**Kısa görev 1:**
"Kestel'e düğüne gitmek" sözünü anlatan metinde "Biliyorsunuz bizim kültürümüzde" sözcükleriyle açılıp "iki gün sürerdi." ile kapanan bölümü hiçbir değişiklik yapmadan yazınız.
**Kısa görev 2:**
"Kestel'e düğüne gitmek" sözünü açıklayan metni son cümlesinin ardından sürdürerek yazınız.

**Metin parçası:**

#####

Evet değerli dostlar bu haftaki konumuzun başlığı Kestel’e düğüne gitmek.

‘Kestel’e düğüne gitmek’ yöremize özgü bir halk sözüdür. Bunu elli yaş üstü Alanyalı herkes bilir. Yani ‘ Ağzına, kılığına bakmadan kalburüstü bir yaşam sürdürmeye çalışanlar’ için söylenir. Biraz daha ayrıntılı açıklamaya çalışayım:

Biliyorsunuz bizim kültürümüzde atasözlerinin çok önemli bir yeri vardır. Bu konuda da zengin bir kültür mirasa sahibiz. Hemen her konu hakkında bir söylenmiş bir söz vardır; yeter ki o anda onu bulup yerine koyabilelim.

Bazen öyle durumlar olur ki bir kitabın anlatamadığını veya bir öğretmenin bir saat konuşarak karşısındakilere anlatmakta zorlandığını üç dört kelimelik bir atasözü anlatır.

  Kestel Alanya’nın merkeze yakın eski bir köyü ve yeni mahallesidir. Peki neden Demirtaş değil, Mahmutlar değil, Oba değil de Kestel?

Eskiden düğünler hafta sonu bahçede yapılırdı. Cumartesi ve pazar günü olmak üzere iki gün sürerdi.

Cumartesi kına yakılır, Pazar günü gelin almaya gidilirdi. Koca davul, klarnet başta olmak üzere güçlü bir müzik ekibi olurdu. Yenilir içilirdi. Tabi içip coşan kişilerce havaya doğru silah da sıkılırdı. Zaman zaman yaralanmaya, ölüme kadar veren acı olaylar da yaşanırdı.

#####

**Sağlanan veri:**

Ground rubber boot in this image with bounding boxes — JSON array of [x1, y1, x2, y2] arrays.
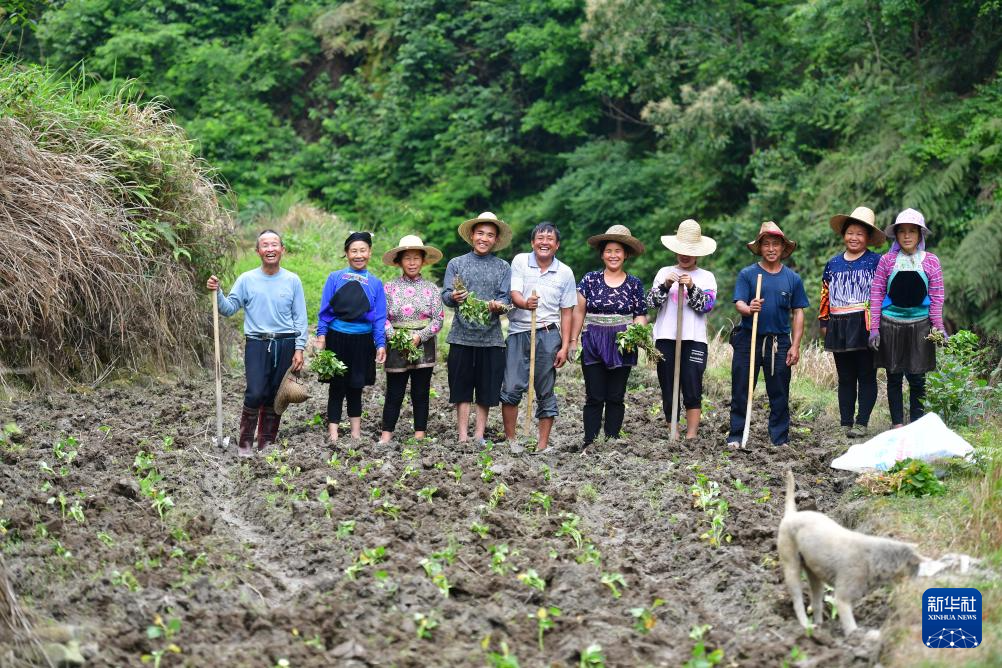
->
[[236, 406, 261, 457], [258, 406, 282, 452]]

#####

**Beklenen çıktı 1:**
Biliyorsunuz bizim kültürümüzde atasözlerinin çok önemli bir yeri vardır. Bu konuda da zengin bir kültür mirasa sahibiz. Hemen her konu hakkında bir söylenmiş bir söz vardır; yeter ki o anda onu bulup yerine koyabilelim.

Bazen öyle durumlar olur ki bir kitabın anlatamadığını veya bir öğretmenin bir saat konuşarak karşısındakilere anlatmakta zorlandığını üç dört kelimelik bir atasözü anlatır.

  Kestel Alanya’nın merkeze yakın eski bir köyü ve yeni mahallesidir. Peki neden Demirtaş değil, Mahmutlar değil, Oba değil de Kestel?

Eskiden düğünler hafta sonu bahçede yapılırdı. Cumartesi ve pazar günü olmak üzere iki gün sürerdi.

**Beklenen çıktı 2:**
İşte o dönem bu tip olayların en yoğun olduğu yer Kestel’di. Bilmişlik taslamak istemem ama her insanın, her yörenin bir karakteristik özelliği olduğuna inanıyorum. Yörenin en bıçkın delikanlıları da Kestel’den çıkardı o dönemde. Böyle olunca da herkes istese de Kestel’e düğüne gidemezdi. Giden bazı şeyleri göze almak zorundaydı. Gidenlerden birinin başına bir olay geldiği zaman da hemen lafı yapıştırırlar ‘Ağzına kılığına bakmaz, Kestel’e düğüne gider’ derlerdi.

Geçmişte olan silah işi ortadan tamamen kalktığı halde, bu söz boyundan büyük işlere kalkışanlar, kendisini dev aynasında görenler için söylenmeye devam ediyor. Böylece bu tip kişilerin hayal kırıklığı yaşamasının da önüne geçilmiş oluyor. Ben böyle yorumluyorum.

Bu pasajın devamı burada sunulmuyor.